## [Text excerpt]
---+---

The public, however, knows far more than what Trump tweets, and that’s because we have journalists. And those journalists aren’t waiting around for press conferences.

The fact that we know Trump likely hasn’t paid taxes for two decades, that he brags about groping women, that he takes credit for charitable gifts he never actually gave, that taxpayers will likely be paying his corporation when the Secret Service moves into his New York building, that his pick to run the State Department has worrisome ties to Russia and so on – we know because of journalists.

Are journalists also flocking to shoot photos and grab quotes from Kanye’s Trump Tower voyage? Indeed. Journalists and readers are flocking to all sorts of stories – all day, every day.

But let’s not label everything a distraction. Humans are capable of processing and prioritizing more than one topic at a time.

We can click on, read about and discuss the Golden Globes, HGTV’s Tarek and Christina splitting, Alan Thicke dying and whether Hillary Duff should kiss her son on the lips, and we can learn something about our culture and ourselves from each of them.

---+---

## [Data shown]
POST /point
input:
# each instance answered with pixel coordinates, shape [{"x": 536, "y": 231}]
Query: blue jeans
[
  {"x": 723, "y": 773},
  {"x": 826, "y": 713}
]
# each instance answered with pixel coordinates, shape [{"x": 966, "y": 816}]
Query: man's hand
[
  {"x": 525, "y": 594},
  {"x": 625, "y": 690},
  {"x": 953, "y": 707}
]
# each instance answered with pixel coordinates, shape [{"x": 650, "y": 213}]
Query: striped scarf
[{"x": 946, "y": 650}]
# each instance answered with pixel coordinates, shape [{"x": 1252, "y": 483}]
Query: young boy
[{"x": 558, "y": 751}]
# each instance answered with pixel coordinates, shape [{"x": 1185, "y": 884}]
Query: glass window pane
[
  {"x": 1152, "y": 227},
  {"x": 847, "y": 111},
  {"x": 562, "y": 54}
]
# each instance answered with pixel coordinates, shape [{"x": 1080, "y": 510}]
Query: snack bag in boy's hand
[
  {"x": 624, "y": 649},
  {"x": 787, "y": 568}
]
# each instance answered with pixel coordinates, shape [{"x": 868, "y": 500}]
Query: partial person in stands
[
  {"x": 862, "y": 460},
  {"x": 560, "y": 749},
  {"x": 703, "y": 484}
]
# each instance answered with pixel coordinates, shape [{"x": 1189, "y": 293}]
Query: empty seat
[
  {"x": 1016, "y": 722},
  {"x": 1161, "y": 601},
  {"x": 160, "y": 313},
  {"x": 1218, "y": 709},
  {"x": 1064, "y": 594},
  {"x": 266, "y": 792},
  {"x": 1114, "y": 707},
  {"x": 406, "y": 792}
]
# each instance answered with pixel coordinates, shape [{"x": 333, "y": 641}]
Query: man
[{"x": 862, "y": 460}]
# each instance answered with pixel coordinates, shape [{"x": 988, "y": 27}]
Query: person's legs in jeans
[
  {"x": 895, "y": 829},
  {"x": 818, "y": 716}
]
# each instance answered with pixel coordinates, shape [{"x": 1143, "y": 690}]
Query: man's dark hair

---+---

Extend the commentary on journalists and news coverage of Trump, beginning right after its final sentence about the Golden Globes and other popular-culture stories.

## [Output of the exercise]
And we can still click on, read and discuss gun violence, the fall of Aleppo, the Dakota Access Pipeline and Trump’s Cabinet picks – and we can learn something about our culture and ourselves from each of those too.

Our collective human experience is best understood when we explore all of its layers.

Journalists give us access to those layers. Journalists hold the powerful accountable, and the public, in turn, holds us accountable.

Let’s not get distracted from the fact that we’re best served to work toward the same goal: knowledge, truth and understanding.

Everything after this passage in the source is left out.